*Exercice proposé:*
Reproduisez sans rien changer les lignes ci-dessous, de celle qui contient « In this exercise you will locate the allium » jusqu'à la dernière ligne, ces deux bornes comprises.

*Données fournies:*
- - - - - - -

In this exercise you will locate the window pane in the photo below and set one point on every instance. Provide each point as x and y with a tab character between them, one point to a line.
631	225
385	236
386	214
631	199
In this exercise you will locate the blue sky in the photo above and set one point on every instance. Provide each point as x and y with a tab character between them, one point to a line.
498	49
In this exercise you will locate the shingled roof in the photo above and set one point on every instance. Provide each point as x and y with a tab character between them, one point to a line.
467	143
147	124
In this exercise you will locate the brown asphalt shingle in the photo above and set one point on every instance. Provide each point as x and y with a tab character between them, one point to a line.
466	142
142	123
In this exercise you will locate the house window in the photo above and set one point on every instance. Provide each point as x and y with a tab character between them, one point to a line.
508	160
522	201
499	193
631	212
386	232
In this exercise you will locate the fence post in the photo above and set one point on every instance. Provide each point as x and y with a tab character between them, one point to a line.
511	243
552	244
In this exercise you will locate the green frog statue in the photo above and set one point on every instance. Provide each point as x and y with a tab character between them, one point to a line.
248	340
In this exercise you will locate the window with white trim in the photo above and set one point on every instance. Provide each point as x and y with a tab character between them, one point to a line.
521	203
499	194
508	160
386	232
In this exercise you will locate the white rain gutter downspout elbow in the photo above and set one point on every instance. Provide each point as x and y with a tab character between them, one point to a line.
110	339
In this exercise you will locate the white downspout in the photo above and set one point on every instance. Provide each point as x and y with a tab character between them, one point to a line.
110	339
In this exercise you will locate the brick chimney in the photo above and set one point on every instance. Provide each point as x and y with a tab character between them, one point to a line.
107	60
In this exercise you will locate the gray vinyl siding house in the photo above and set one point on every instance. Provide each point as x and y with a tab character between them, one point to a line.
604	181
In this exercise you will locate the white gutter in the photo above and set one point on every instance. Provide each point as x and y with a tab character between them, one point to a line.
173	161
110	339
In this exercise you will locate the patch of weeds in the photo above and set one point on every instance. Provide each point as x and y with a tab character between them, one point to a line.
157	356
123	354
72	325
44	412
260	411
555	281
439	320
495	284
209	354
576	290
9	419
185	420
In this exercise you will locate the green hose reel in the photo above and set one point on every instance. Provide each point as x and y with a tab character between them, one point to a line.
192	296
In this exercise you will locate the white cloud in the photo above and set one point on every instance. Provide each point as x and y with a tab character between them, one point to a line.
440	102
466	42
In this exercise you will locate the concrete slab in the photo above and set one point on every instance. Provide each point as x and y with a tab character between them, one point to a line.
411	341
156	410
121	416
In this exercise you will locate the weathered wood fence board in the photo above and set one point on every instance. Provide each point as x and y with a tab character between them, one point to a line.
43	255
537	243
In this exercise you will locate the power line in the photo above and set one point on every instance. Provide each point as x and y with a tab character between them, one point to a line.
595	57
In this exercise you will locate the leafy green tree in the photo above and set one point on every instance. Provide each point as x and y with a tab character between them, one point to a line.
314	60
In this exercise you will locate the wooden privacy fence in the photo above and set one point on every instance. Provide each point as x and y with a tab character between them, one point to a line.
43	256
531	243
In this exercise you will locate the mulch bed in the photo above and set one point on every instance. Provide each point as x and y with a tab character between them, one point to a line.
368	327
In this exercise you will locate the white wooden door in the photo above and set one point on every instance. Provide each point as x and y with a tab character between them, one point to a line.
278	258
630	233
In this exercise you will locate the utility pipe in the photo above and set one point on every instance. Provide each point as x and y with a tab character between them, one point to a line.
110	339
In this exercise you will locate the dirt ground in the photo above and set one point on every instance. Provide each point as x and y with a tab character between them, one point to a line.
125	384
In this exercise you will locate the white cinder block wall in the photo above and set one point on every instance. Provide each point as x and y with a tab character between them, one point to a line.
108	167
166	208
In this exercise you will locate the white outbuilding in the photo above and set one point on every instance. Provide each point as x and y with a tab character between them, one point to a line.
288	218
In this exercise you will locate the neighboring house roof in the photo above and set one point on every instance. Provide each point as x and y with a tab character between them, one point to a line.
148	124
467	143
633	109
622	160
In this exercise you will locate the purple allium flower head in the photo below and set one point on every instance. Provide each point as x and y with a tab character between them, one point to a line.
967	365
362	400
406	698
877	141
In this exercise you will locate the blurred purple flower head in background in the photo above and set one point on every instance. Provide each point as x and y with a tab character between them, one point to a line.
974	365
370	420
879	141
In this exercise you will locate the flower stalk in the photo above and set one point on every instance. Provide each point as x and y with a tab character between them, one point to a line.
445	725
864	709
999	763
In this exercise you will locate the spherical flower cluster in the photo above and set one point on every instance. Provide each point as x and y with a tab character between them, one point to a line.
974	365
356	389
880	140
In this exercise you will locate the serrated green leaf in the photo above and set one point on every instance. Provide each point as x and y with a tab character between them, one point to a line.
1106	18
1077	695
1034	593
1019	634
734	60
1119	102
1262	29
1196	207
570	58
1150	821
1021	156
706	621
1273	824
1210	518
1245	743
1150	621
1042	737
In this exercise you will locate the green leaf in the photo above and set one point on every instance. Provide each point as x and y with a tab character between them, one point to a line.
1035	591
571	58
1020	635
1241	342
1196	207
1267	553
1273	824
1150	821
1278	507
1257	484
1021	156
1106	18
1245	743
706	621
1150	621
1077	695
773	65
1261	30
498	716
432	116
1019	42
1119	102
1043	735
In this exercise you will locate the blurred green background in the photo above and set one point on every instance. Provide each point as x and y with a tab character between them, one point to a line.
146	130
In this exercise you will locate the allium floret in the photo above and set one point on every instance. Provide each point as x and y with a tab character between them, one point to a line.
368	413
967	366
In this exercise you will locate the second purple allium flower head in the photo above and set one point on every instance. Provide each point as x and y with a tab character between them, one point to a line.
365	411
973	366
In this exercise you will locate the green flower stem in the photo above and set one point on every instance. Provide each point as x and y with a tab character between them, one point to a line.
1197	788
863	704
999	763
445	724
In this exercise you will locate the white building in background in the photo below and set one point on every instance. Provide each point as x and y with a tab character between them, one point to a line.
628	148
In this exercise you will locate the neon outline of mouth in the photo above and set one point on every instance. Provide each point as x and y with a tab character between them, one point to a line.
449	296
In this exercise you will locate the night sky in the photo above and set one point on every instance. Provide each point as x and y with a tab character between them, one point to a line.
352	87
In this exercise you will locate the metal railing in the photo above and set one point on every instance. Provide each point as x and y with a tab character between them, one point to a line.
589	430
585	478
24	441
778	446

- - - - - - -

*Réponse attendue:*
In this exercise you will locate the allium floret in the photo above and set one point on every instance. Provide each point as x and y with a tab character between them, one point to a line.
368	413
967	366
In this exercise you will locate the second purple allium flower head in the photo above and set one point on every instance. Provide each point as x and y with a tab character between them, one point to a line.
365	411
973	366
In this exercise you will locate the green flower stem in the photo above and set one point on every instance. Provide each point as x and y with a tab character between them, one point to a line.
1197	788
863	704
999	763
445	724
In this exercise you will locate the white building in background in the photo below and set one point on every instance. Provide each point as x and y with a tab character between them, one point to a line.
628	148
In this exercise you will locate the neon outline of mouth in the photo above and set one point on every instance. Provide each point as x and y with a tab character between them, one point to a line.
449	296
In this exercise you will locate the night sky in the photo above and set one point on every instance. Provide each point as x and y with a tab character between them, one point to a line.
352	87
In this exercise you will locate the metal railing in the photo above and set one point on every instance. Provide each point as x and y with a tab character between them, one point to a line.
589	430
585	478
24	441
778	446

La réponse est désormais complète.